Supplied text
ANTONIJA KRASNIK (1874 – 1956)
Antonija Krasnik was born in Lovinac in 1874; in Croatian cultural history she takes a special place of the first Croatian woman applied artist and designer. However, her work has remained to date insufficiently researched and evaluated so that after a short but exceptionally successful period of her work and affirmation at European level she became a part of the stereotype of many women authors at the turn from 19th to 20th century, who were soon forgotten.
After her schooling in Zagreb and first lectures in art which she received from Bela Čikoš Sesija and Robert Frangeš Mihanović, she received scholarship at the recommendation of Iso Kršnjavi for the famous Viennese Kunstgewerbeschule (School of Arts and Crafts) where she studied in the class of Koloman Moser, one of the leading protagonists of art déco. After Vienna, she further practiced at the Paris Académie Julian (E. Carriére), and her career ended after marrying Baron Rudolf Sommarugu in 1907. Already during her schooling, she proved successful in various areas of creative expression, from painting and sculpturing to decorative shaping of objects in glass, metal and ceramics, in designing furniture, bijou, fabric, clothes and fashion accessories. Characteristic are her vases in irised glass, made after her drawings and by using the supreme technology of the Czech factory Johann Lötz Witwe, especially those of unusual shapes like owls, fishes or monkeys. Her inclination to ornaments with strong symbolic charge is also evident in the bijou, cigarette case and other objects of goldshmitry and jewelry with motifs of stylised insects. Apart from fashion accessories, she was also engaged in designing fabrics and clothes which she wore herself.

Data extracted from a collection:
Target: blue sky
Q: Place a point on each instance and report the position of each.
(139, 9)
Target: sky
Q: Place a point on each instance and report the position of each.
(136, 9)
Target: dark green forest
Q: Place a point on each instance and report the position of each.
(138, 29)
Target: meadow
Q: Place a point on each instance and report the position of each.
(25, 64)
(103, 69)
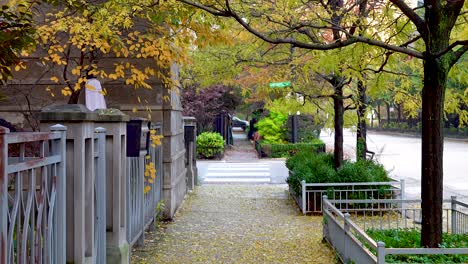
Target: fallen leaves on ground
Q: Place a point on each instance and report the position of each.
(237, 224)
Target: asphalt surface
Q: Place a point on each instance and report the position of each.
(401, 155)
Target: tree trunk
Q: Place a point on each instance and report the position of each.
(435, 77)
(74, 97)
(379, 117)
(388, 114)
(339, 112)
(399, 113)
(361, 135)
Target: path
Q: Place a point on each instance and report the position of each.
(237, 224)
(239, 220)
(241, 164)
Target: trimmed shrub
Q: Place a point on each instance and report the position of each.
(288, 150)
(210, 145)
(362, 171)
(271, 128)
(319, 168)
(411, 238)
(310, 167)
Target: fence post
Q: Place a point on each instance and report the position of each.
(454, 216)
(303, 197)
(100, 181)
(402, 197)
(3, 194)
(60, 216)
(346, 229)
(380, 252)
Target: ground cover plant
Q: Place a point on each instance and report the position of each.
(318, 168)
(411, 238)
(210, 145)
(290, 149)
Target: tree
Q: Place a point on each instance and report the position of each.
(206, 104)
(133, 43)
(392, 26)
(16, 34)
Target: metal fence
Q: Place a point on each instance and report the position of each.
(32, 196)
(141, 205)
(310, 198)
(344, 226)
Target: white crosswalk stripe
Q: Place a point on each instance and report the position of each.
(238, 173)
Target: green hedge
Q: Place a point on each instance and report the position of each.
(411, 238)
(288, 150)
(319, 168)
(210, 145)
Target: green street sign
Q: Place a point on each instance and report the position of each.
(280, 85)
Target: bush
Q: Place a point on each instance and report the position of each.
(310, 167)
(411, 238)
(362, 171)
(271, 128)
(288, 150)
(210, 145)
(319, 168)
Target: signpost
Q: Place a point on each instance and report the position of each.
(280, 84)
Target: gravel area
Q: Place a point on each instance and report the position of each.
(237, 224)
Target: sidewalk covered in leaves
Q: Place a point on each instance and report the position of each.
(237, 224)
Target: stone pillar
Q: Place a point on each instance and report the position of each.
(115, 123)
(161, 105)
(190, 135)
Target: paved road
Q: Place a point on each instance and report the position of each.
(402, 156)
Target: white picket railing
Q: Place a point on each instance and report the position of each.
(32, 196)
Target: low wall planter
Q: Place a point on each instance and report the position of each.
(309, 199)
(265, 150)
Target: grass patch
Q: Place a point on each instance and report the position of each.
(411, 238)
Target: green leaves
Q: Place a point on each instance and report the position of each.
(210, 145)
(271, 128)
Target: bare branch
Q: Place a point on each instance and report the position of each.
(456, 55)
(210, 10)
(409, 12)
(453, 45)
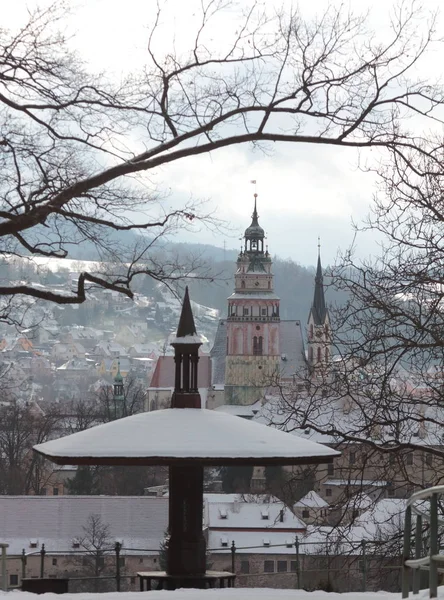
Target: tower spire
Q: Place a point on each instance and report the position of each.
(186, 322)
(318, 307)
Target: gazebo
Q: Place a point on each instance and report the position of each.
(186, 438)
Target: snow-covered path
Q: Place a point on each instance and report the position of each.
(225, 594)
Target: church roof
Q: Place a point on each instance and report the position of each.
(318, 308)
(254, 230)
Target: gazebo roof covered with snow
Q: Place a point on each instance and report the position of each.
(186, 438)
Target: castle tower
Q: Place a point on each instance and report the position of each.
(252, 322)
(118, 394)
(319, 332)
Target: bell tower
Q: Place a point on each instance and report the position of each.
(253, 348)
(319, 331)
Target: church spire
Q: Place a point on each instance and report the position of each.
(186, 322)
(319, 309)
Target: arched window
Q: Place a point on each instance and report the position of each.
(257, 346)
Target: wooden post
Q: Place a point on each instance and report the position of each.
(433, 568)
(42, 561)
(117, 549)
(406, 552)
(233, 557)
(187, 547)
(417, 572)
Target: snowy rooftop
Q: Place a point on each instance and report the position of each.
(184, 435)
(311, 500)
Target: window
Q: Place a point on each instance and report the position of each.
(257, 345)
(245, 567)
(268, 566)
(282, 566)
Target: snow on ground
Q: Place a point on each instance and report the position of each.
(226, 594)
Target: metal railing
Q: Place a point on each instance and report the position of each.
(416, 505)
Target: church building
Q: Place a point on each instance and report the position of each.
(254, 347)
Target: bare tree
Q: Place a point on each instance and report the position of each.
(97, 543)
(71, 176)
(21, 472)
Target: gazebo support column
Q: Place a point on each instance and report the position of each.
(187, 547)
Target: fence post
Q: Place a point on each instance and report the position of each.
(406, 551)
(298, 566)
(42, 561)
(117, 549)
(23, 564)
(364, 566)
(417, 572)
(4, 578)
(433, 569)
(233, 557)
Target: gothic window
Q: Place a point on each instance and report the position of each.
(257, 346)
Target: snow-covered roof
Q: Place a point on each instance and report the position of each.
(55, 521)
(311, 500)
(185, 435)
(355, 482)
(232, 511)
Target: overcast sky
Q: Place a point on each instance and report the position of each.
(304, 191)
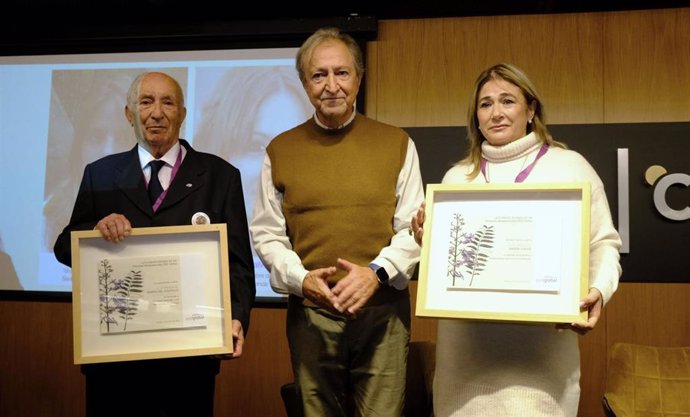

Exercise details
List every animal shape that the biography of Antonija Krasnik gives for her vases in irised glass.

Final result
Owls, fishes, monkeys